■ **Given request 1**: Show every line of the records that contains the string "item". Case counts.

■ **Page excerpt**:
ABBO v. BRISKIN

No. 94-1152.

660 So.2d 1157 (1995)

Gigi ABBO, f/k/a Gigi Briskin, Appellant, v. Alan D. BRISKIN, Appellee.

District Court of Appeal of Florida, Fourth District.

September 27, 1995.


Attorney(s) appearing for the Case

Thomas G. Purdo, Delray Beach, for appellant.

Richard H. Levenstein of Heimberg, Heimberg, Rader & Levenstein, Boca Raton, for appellee.


FARMER, Judge.

The issue from this appeal is whether a trial judge can preclude the custodial parent of one religious faith from actively influencing the training of the child inconsistently with the different religious faith of the other parent, and require the custodial parent to raise the child in the other parent's faith and cooperate with the other parent in effecting the result. We answer no.

This was a second marriage. When they met, the mother was Roman Catholic and the father of the Jewish faith. She already had two young children by her previous marriage, who resided with her and were being raised as Catholics. As the parties considered marrying, they had extended discussions about religion. Ultimately she agreed to convert to Judaism after he insisted that they would not marry unless she did so.1

Their daughter was born nearly a year after the marriage. Shortly after her birth, the mother converted back to Catholicism. When the daughter was 4 1/2 years old, they decided to divorce. The principal dispute at trial was the child's religion. The trial court framed the issue as whether the:

"shared parental responsibilities of the parents * * * be dictated so as to require [the child] be raised in the Jewish tradition and not allow interference with the religious training and upbringing nor influence the child on any other religious matters."

The court recognized that the child would be raised in a home with two other children who were already being raised as Catholics, who would attend mass on Sunday, who were likely to attend parochial school or catechism classes, and who would likely participate in Catholic ceremonies such as First Holy Communion and Confirmation. At the same time, the court also recognized that there was no evidence that the child's best interests would be affected by any order the court might make on the subject of religious preference.

The court enforced the parties' agreement for shared parental custody and ordered that the mother be the primary, custodial parent. Ultimately, the court decided that she would be required to "do everything in her power to assure [the child] shall be raised in the Jewish faith and shall cooperate with [the father] in seeking this result." The court specified that the mother:

"should not interfere in the development of the child's Jewish religious training and upbringing, nor should she actively influence the religious training of the child in any other direction, other than the Jewish faith."

In an order on a motion for rehearing, the court further explained what it was requiring of the mother:

"The Petitioner should not interfere in the development of the child's Jewish religious training and upbringing, nor should she actively influence the religious training of the child in any other direction, other than the Jewish faith. * * * It will be her responsibility to weigh and consider all aspects of the child's upbringing, in light of her responsibility."

It is these orders that we review.

(Stored records)
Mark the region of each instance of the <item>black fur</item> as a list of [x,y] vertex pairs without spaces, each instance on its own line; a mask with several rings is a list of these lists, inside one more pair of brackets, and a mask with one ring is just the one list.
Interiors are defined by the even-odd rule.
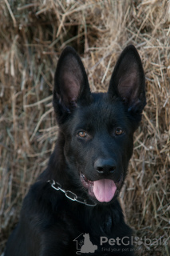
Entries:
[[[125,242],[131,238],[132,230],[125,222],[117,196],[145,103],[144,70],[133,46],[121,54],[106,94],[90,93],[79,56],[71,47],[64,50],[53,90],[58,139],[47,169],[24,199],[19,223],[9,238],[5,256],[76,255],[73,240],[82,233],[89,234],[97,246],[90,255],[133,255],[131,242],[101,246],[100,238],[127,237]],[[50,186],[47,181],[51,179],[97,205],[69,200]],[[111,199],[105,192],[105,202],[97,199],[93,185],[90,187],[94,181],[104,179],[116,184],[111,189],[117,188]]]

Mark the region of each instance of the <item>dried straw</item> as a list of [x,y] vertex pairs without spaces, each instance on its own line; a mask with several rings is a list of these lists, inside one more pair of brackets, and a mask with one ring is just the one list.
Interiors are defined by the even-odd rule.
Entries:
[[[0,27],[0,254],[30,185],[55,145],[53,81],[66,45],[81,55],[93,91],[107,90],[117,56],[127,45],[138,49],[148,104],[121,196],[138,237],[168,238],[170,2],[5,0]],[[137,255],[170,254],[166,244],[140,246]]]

--

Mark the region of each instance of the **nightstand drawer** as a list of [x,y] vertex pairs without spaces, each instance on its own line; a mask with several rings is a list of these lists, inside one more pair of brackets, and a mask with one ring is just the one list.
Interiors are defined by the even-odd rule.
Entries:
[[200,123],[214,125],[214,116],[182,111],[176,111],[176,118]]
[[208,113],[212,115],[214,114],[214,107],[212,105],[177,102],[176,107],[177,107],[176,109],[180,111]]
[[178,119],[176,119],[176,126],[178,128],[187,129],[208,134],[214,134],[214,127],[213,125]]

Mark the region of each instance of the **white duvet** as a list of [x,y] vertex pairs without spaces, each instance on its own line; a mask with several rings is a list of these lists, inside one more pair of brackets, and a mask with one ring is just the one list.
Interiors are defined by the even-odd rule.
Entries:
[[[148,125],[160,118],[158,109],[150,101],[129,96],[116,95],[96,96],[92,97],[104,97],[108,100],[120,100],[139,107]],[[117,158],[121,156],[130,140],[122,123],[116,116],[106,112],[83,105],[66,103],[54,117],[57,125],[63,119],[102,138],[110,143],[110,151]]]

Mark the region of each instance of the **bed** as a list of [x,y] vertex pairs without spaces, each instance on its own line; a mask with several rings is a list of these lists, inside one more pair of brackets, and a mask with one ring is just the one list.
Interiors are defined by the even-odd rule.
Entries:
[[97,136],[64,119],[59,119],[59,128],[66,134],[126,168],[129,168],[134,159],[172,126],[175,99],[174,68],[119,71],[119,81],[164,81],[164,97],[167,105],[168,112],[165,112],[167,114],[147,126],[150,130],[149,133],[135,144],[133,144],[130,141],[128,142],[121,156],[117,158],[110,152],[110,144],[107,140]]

* * *

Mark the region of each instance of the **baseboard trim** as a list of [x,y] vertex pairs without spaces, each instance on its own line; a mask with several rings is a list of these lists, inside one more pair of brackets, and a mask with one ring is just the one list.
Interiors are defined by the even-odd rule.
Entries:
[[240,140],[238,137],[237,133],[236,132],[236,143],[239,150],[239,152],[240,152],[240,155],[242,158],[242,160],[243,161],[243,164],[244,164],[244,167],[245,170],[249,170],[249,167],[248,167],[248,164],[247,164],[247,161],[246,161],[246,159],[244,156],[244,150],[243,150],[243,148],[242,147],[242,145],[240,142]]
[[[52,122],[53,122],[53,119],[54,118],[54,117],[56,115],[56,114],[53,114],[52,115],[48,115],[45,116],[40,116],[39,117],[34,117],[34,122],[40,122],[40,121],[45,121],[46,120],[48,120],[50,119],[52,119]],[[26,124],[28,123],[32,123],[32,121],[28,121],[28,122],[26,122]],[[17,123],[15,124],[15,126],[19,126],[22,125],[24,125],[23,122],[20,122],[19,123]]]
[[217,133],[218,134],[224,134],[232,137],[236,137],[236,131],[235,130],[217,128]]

■ **Given request 2**: Using the Abbo v. Briskin opinion, decide whether each statement agrees with it: (a) the mother was Roman Catholic when the parties met; (b) the daughter was 6 years old when the parties decided to divorce; (c) the trial court made the father the primary, custodial parent. Answer yes or no for each, and quote the deciding words of the opinion.

■ **Problem solution 1**:
Mark the region of each instance of the <item>black fur</item> as a list of [x,y] vertex pairs without spaces, each instance on its own line; a mask with several rings is a list of these lists, inside one more pair of brackets, and a mask with one ring is just the one list.
Mark the region of each instance of the <item>dried straw</item> as a list of [x,y] vertex pairs without spaces, each instance on its own line; a mask with several rings is a list of these lists, inside one more pair of brackets, and a mask with one ring is just the one list.

■ **Problem solution 2**:
(a) Yes: "When they met, the mother was Roman Catholic and the father of the Jewish faith."
(b) No: "When the daughter was 4 1/2 years old, they decided to divorce."
(c) No: "ordered that the mother be the primary, custodial parent."